▸ **Written instruction**: Every line from the line containing "Task: annotate every instance of the curb" through the final line below is to be repeated exactly; no other line is.

▸ **Records provided**:

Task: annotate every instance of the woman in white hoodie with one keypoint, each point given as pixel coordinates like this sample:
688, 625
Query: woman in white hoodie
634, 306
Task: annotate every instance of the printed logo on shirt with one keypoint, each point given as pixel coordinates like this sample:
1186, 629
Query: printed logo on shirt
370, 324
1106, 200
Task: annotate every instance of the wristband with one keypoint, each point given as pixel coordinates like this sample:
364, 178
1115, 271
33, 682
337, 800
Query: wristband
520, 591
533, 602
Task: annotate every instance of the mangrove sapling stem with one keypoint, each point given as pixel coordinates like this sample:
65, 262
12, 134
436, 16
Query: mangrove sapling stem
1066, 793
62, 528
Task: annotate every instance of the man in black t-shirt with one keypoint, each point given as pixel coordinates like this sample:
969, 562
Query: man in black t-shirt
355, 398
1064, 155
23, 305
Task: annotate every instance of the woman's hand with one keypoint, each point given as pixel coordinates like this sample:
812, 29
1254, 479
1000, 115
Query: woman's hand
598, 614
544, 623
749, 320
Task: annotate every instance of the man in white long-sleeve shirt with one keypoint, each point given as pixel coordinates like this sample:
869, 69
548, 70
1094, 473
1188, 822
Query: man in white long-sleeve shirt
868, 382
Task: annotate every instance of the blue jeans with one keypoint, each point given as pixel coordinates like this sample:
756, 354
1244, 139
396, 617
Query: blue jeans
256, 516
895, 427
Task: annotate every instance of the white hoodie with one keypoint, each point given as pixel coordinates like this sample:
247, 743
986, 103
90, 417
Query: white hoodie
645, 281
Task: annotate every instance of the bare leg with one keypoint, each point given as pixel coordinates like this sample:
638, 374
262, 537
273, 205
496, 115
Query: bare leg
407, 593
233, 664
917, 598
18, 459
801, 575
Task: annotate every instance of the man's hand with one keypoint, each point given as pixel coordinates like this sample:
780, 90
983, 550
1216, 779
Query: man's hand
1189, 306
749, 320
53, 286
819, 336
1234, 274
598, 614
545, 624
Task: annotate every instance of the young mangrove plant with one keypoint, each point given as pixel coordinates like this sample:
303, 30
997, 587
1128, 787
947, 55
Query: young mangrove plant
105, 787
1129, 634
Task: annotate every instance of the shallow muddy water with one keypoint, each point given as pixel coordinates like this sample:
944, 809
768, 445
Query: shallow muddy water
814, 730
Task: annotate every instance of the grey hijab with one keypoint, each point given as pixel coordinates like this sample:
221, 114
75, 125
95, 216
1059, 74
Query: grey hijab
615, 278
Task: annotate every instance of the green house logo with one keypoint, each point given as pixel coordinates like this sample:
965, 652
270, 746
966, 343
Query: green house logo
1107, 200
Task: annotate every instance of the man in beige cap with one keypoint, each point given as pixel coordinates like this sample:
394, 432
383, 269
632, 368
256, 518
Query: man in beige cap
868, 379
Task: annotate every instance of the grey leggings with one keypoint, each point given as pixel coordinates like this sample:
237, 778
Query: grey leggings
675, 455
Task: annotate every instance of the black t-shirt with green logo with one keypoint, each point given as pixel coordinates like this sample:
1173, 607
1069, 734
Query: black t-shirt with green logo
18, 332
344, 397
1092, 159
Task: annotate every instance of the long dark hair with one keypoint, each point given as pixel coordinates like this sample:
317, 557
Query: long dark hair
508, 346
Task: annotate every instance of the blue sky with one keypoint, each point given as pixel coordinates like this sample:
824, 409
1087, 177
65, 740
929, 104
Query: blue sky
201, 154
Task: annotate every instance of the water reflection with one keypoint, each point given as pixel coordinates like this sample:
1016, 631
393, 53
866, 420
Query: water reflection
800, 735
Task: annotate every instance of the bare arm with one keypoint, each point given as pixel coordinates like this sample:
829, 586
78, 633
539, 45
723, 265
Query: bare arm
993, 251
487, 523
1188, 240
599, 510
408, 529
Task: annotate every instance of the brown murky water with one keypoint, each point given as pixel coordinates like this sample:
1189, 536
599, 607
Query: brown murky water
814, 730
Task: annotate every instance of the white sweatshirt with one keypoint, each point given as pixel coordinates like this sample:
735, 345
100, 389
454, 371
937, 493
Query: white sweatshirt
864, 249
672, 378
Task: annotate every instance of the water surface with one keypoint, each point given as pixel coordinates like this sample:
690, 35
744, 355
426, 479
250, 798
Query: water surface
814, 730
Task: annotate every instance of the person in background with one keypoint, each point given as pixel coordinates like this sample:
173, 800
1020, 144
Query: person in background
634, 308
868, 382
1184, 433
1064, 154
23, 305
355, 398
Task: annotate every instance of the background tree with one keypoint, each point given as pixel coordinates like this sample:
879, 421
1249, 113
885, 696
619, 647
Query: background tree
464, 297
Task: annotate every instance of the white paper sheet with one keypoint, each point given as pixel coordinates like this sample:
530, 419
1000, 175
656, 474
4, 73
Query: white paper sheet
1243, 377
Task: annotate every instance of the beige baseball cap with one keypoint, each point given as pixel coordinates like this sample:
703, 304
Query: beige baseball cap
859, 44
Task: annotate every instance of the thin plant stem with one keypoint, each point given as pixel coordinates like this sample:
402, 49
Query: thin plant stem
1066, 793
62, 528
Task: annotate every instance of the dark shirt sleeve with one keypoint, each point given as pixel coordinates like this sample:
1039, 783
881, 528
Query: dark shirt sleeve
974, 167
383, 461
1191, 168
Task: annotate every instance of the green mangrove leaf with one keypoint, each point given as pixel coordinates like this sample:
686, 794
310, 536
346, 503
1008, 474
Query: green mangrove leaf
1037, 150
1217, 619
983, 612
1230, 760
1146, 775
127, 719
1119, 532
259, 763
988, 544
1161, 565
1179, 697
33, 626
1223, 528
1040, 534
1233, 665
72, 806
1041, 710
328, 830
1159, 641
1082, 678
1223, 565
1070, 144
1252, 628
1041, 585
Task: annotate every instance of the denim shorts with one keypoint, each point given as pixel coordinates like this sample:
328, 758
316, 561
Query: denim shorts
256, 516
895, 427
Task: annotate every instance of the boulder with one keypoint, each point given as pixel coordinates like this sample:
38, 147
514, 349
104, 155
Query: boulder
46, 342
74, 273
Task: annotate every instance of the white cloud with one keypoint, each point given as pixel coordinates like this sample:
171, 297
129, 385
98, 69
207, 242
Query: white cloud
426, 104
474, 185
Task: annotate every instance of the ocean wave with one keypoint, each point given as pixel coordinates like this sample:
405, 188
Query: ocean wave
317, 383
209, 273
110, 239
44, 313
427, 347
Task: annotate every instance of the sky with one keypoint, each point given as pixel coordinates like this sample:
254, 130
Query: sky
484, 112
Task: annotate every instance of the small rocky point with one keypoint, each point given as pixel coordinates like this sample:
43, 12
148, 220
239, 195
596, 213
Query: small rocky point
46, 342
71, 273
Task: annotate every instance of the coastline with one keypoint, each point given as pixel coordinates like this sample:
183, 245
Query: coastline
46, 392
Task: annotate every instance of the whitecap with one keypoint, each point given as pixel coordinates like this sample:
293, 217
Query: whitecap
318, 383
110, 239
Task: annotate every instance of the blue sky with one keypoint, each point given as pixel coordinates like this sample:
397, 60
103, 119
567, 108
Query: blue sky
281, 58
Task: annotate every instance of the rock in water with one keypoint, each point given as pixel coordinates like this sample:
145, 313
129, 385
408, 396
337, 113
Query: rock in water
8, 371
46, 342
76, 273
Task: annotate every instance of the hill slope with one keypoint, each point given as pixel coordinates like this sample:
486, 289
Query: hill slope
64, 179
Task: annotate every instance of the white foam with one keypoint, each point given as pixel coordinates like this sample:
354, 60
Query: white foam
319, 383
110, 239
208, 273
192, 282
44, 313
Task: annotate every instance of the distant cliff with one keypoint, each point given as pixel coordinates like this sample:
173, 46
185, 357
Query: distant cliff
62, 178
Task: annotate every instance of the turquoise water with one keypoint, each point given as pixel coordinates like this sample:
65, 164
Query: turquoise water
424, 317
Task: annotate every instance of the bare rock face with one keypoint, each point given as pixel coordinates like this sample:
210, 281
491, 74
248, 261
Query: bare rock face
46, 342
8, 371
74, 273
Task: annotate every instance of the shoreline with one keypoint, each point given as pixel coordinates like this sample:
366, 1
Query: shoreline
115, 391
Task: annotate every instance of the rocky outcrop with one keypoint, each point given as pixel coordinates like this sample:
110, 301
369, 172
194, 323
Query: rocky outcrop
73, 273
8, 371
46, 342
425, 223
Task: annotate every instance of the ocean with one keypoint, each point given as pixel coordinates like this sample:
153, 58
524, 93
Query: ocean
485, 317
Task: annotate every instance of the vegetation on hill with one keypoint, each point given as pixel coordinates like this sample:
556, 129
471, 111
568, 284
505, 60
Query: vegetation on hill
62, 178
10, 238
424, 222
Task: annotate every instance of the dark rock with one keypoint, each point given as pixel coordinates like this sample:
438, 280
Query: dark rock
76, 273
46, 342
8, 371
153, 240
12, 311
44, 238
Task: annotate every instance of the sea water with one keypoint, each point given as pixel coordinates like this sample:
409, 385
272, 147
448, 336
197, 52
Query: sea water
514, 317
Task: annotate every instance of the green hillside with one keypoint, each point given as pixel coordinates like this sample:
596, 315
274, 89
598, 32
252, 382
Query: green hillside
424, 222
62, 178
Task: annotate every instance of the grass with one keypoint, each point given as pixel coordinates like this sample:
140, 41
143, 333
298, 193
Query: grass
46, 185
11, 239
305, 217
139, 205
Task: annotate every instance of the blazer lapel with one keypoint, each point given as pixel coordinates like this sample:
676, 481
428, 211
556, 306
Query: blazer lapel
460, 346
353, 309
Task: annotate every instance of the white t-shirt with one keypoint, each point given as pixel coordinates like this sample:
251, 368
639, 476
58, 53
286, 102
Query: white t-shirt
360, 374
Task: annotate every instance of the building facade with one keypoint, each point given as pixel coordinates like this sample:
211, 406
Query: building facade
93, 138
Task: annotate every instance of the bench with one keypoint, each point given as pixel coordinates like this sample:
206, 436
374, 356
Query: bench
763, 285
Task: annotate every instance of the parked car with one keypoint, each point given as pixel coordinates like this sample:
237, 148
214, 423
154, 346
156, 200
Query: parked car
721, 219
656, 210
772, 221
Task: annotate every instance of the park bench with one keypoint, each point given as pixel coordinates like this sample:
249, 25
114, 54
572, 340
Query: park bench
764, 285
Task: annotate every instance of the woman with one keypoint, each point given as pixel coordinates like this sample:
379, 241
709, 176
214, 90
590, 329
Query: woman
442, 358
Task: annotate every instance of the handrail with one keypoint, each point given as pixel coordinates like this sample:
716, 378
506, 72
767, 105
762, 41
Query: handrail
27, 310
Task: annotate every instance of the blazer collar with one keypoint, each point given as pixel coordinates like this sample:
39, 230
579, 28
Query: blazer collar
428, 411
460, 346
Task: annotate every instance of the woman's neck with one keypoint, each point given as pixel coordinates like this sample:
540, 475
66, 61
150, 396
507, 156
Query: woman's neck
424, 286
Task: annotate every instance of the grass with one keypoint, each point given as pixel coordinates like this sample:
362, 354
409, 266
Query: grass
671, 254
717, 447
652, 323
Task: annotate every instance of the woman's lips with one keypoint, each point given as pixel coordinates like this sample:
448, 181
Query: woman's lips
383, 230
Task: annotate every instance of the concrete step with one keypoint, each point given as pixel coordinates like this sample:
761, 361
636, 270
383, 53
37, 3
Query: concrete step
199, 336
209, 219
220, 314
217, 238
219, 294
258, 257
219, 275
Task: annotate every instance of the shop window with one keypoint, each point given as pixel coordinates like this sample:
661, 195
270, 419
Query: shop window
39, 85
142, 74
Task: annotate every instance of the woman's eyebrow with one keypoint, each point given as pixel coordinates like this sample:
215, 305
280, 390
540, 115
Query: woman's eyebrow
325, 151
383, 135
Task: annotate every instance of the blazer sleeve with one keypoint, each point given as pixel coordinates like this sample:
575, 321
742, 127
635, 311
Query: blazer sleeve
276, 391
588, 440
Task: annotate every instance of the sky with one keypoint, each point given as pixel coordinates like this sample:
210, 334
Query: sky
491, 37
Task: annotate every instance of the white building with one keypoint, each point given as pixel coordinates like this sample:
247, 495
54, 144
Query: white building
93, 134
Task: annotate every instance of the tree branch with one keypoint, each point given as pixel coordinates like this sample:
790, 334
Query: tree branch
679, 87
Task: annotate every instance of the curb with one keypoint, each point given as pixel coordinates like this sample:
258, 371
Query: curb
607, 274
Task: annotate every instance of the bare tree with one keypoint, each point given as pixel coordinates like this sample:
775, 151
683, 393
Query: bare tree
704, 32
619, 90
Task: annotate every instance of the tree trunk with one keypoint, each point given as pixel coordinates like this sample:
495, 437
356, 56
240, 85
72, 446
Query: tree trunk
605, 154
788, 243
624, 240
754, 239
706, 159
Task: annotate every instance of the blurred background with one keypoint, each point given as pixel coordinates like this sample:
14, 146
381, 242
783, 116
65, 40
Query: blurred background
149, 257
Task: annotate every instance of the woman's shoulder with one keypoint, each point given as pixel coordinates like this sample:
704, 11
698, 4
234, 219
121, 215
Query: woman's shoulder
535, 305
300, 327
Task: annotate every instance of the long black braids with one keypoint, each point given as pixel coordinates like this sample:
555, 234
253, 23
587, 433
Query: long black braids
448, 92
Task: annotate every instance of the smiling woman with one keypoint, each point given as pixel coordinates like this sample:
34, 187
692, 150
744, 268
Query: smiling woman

▸ **Exercise answer**:
Task: annotate every instance of the curb with one keypoint, each point given as pixel coordinates like this sample:
258, 371
Query: curb
607, 274
Task: annotate every instance of the bare tree with one keypoint, each point given as pixel coordinates like this sample:
775, 151
683, 393
Query: bare tree
704, 32
619, 90
Task: annotate every instance of the tree trunk with one keypoint, each point given as pixel coordinates like this sample:
495, 437
356, 56
240, 85
72, 446
Query: tree trunk
605, 154
788, 243
624, 240
754, 239
706, 159
Task: annotate every instance of the blurred background with one keypoint, each point given as pixel coordinates like this sample:
14, 146
381, 242
783, 116
65, 40
Query: blurred background
149, 257
Task: annotate every instance of the woman's shoulder with one keypoint, each point given as pixel coordinates like this sample:
704, 11
698, 4
234, 219
121, 215
Query: woman's shoulder
535, 305
300, 327
Task: annotate every instance of the long black braids with one keypoint, each point given as pixel coordinates like this sample:
555, 234
253, 23
587, 433
Query: long black braids
448, 92
Task: annotate every instance of the smiling woman with one keypoint, each point given as pixel coordinates like this sample:
34, 187
692, 150
744, 268
Query: smiling woman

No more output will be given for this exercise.